▸ **Document segment**:

- Film poster
- Directed by: Edward L. Cahn
- Screenplay by: Orville H. Hampton
- Produced by: Robert E. Kent
- Starring: Gene Barry Beverly Tyler Allison Hayes
- Cinematography: Kenneth Peach
- Edited by: Edward Mann
- Music by: Emil Newman
- Production company: Vogue Pictures
- Distributed by: United Artists
- Release date: October 1958;
- Running time: 67 minutes
- Country: United States
- Language: English

= Hong Kong Confidential (1958 film) =

1958 film by Edward L. Cahn

Hong Kong Confidential is a 1958 American film noir crime film directed by Edward L. Cahn starring Gene Barry, Beverly Tyler and Allison Hayes.

==Plot==
Agent Casey Reed is tasked to find a missing prince (played by an un-credited Michael Barry) of the small Arab nation Thamen who was kidnapped by Communists who want to prevent him from signing an agreement that would allow the United States build a missile base there. Reed masquerades as a singer in a nightclub, but he is captured by the Communists, who plan to kill the two of them in order to blame the kidnapping on the Americans.

▸ **Excerpted data**:
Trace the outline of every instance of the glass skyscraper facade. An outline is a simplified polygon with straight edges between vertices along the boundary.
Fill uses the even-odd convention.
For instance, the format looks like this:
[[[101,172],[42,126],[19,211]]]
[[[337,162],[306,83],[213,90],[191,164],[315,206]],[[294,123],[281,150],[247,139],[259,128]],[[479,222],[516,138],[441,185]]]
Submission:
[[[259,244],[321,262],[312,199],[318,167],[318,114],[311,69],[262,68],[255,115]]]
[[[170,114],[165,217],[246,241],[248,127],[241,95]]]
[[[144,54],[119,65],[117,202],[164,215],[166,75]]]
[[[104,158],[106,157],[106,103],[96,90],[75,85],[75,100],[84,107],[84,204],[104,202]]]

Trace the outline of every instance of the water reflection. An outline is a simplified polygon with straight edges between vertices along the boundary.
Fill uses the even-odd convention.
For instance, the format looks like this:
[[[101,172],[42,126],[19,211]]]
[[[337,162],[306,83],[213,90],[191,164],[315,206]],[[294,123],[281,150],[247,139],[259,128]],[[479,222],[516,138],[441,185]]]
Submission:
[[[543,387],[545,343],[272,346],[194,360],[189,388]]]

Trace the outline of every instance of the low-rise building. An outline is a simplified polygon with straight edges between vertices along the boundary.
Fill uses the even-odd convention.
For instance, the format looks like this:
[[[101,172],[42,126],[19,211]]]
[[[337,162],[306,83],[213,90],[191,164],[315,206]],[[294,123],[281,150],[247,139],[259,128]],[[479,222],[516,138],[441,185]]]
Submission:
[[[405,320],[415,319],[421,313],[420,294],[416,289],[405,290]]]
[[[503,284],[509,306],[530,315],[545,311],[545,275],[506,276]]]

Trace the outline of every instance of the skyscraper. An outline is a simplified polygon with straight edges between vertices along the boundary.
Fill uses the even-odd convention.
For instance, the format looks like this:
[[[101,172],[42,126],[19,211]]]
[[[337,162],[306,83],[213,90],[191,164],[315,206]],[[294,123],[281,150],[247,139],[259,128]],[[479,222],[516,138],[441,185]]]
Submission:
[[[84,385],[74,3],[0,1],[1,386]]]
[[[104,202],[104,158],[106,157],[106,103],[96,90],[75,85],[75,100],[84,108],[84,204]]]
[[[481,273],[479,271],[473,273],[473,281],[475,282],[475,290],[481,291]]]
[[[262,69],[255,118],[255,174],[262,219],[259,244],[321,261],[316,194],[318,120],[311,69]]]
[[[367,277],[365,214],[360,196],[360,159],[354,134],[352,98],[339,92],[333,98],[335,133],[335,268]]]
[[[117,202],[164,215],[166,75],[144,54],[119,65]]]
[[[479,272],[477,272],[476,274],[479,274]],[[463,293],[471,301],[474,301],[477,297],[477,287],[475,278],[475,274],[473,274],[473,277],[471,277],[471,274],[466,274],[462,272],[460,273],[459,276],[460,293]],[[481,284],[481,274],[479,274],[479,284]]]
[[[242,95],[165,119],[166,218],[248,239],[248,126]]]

▸ **Work task A**:
In the Hong Kong Confidential film text, who wrote the screenplay?
▸ **Work task B**:
In the Hong Kong Confidential film text, take the part that opens with the words containing "Hong Kong Confidential is" and closes with "on the Americans.", and rewrite it with "Communists" replaced by "rebels".
▸ **Work task C**:
Write the next part of the Hong Kong Confidential film text, picking up after its last sentence.

▸ **Final answer A**:
Orville H. Hampton

▸ **Final answer B**:
Hong Kong Confidential is a 1958 American film noir crime film directed by Edward L. Cahn starring Gene Barry, Beverly Tyler and Allison Hayes.

==Plot==
Agent Casey Reed is tasked to find a missing prince (played by an un-credited Michael Barry) of the small Arab nation Thamen who was kidnapped by rebels who want to prevent him from signing an agreement that would allow the United States build a missile base there. Reed masquerades as a singer in a nightclub, but he is captured by the rebels, who plan to kill the two of them in order to blame the kidnapping on the Americans.

▸ **Final answer C**:
==Cast==
- Gene Barry as Agent Casey Reed
- Beverly Tyler as Fay Wells
- Allison Hayes as Elena Martine
- Ed Kemmer as Frank Paige
- Michael Pate as John Blanchard
- Rico Alaniz as Fernando
- Philip Ahn as Tan Chung
- King Calder as Dan Young
- Noel Drayton as Owen Howard

==Reception==
Leonard Maltin described it as a "Harmless B film about Anglo-American agents rescuing a kidnapped Arabian prince.", while giving it 2.5 out of 4 stars.